-- Begin Supplied material --

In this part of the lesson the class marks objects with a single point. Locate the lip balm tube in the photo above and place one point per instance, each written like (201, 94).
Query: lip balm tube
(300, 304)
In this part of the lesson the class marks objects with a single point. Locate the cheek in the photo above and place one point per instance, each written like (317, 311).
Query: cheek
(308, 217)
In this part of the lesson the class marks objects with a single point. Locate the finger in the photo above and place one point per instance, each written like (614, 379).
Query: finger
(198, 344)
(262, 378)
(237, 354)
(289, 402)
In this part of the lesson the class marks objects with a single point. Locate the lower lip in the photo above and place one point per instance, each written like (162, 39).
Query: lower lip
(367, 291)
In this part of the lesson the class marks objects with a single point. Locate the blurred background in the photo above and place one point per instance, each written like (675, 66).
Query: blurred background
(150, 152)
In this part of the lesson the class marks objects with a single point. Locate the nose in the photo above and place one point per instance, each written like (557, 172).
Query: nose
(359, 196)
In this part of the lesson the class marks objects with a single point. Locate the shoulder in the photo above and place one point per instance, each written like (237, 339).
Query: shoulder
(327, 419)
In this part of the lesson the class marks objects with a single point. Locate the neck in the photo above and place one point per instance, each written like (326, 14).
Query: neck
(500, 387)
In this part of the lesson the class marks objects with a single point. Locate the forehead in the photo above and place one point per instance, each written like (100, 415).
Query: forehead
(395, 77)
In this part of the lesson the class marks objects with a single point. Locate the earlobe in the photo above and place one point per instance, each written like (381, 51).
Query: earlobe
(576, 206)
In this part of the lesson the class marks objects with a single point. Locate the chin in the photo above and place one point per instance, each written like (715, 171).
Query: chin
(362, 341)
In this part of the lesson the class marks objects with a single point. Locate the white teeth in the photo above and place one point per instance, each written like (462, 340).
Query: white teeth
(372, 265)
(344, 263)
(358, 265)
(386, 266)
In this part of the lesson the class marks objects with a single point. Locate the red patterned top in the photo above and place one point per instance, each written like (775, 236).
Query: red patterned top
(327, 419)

-- End Supplied material --
-- Begin Supplied material --

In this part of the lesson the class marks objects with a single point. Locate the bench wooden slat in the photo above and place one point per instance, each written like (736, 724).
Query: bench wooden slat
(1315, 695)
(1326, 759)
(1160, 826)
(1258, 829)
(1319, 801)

-- End Supplied material --

→ **Given exercise**
Print the lines of the listing from the line containing "like (736, 724)." through the line containing "(1319, 801)", including both of those lines and copying each one without any change.

→ **Correct answer**
In this part of the lesson the class marks objects with a single point. Locate the bench wooden slat in the photo above and place one point per instance, each written like (736, 724).
Query: bench wooden slat
(1315, 695)
(1326, 759)
(1160, 826)
(1258, 829)
(1319, 801)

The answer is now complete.